» Task requirements: Copy all the material below, exactly as it stands.

Rows from a pointing dataset
-- start --
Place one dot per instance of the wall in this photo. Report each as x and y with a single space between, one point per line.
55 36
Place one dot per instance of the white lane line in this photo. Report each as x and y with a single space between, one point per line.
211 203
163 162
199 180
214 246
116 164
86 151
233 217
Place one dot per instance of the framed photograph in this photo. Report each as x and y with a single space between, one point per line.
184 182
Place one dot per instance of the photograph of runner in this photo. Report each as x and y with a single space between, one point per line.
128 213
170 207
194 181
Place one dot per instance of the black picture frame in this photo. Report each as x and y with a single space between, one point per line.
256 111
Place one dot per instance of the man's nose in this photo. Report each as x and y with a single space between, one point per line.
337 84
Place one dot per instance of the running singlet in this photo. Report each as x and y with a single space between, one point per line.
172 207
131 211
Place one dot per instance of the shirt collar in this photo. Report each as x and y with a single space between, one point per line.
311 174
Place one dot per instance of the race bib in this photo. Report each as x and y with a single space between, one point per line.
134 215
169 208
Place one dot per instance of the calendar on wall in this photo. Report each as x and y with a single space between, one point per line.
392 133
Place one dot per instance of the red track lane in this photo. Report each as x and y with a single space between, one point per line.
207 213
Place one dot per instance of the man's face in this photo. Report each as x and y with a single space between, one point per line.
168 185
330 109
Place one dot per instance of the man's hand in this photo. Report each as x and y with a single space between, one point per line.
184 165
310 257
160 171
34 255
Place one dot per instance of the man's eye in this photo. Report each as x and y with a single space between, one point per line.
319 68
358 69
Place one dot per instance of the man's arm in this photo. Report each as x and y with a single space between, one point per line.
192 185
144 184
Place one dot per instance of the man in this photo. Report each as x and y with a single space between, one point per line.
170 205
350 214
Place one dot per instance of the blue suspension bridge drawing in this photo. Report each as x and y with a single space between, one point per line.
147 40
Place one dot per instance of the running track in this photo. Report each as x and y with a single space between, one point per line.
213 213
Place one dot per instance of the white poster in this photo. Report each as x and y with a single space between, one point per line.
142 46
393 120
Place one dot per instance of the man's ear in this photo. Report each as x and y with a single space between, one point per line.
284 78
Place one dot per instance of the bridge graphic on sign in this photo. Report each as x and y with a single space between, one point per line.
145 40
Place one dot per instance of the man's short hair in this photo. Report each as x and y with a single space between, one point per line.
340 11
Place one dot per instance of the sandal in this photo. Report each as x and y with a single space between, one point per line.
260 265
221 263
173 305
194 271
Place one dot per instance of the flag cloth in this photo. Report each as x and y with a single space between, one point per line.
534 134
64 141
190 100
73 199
-- end --
» Output of the task:
Place one dot per instance of the wall in this photo. Report each as x and y with a single space between, one point per line.
55 36
Place one dot per instance of the white lane line in this photo. Report each as x and y with a single space between, one point per line.
211 203
163 162
199 180
214 246
116 164
86 151
233 217
Place one dot per instance of the framed photograph in this photo. Report each as x and y with a single space between, one point per line.
184 182
Place one dot per instance of the photograph of runner in this photo. Report each as x and y with a single space between, one point per line.
128 213
170 207
194 181
Place one dot per instance of the black picture frame in this photo. Report each as x and y with a single space between, one point per line.
256 111
Place one dot per instance of the man's nose in this photo. Report each as x and y with a single space between, one point per line.
337 84
Place one dot per instance of the running singlet in this photo. Report each as x and y with a single space between, one point per line.
172 207
131 211
Place one dot per instance of the shirt collar in this photo. Report each as x and y with a single space between, one point per line.
311 174
Place one dot per instance of the race bib in this photo. Report each as x and y with a single space between, one point per line.
134 215
169 208
Place one dot per instance of the calendar on wall in this photo. Report each as x and y with a single space between, one point per line.
392 133
Place one dot per instance of the red track lane in this photo. Report each as x and y with a single space between, one point per line.
207 213
Place one dot per instance of the man's face in this photo. Report each as x and y with a single space between, one point per line.
168 185
330 109
Place one dot per instance of the man's hand in this photo. Report each as x and y with a single space between, one point per line.
184 165
310 257
160 171
34 255
Place one dot per instance of the man's eye in this photo. Report each as x and y with a single space between, one point per line.
319 68
358 69
Place one dot per instance of the man's arm in this photo. Report each as x and y with a single space between, one point per line.
192 185
144 184
Place one dot per instance of the man in this photo. Report each as x and y with a single space between, one point per line.
170 205
350 214
Place one dot per instance of the blue suspension bridge drawing in this photo. Report each as x and y with a single space between, one point per line.
147 40
Place one dot per instance of the running track in this photo. Report each as x and y with a single space between, one point per line.
213 213
Place one dot per instance of the white poster in this photo. Report each as x and y with a single space between, one point per line.
142 46
393 120
Place one dot per instance of the man's ear in this photo. Report each as x and y with a single space between, one point per line.
284 78
Place one dot per instance of the bridge graphic on sign in this photo. Report each as x and y with a single space between, one point per line.
145 40
Place one dot per instance of the man's short hair in this photo. Report each as x and y with a single space between, one point per line.
340 11
Place one dot per instance of the sandal in this photo. Report each as x and y with a single space between, one point per line.
260 265
221 263
173 305
194 271
Place one dot per instance of the flag cloth in this photo. Report each as x and y with a single space between, one point per line.
534 134
64 141
190 100
73 199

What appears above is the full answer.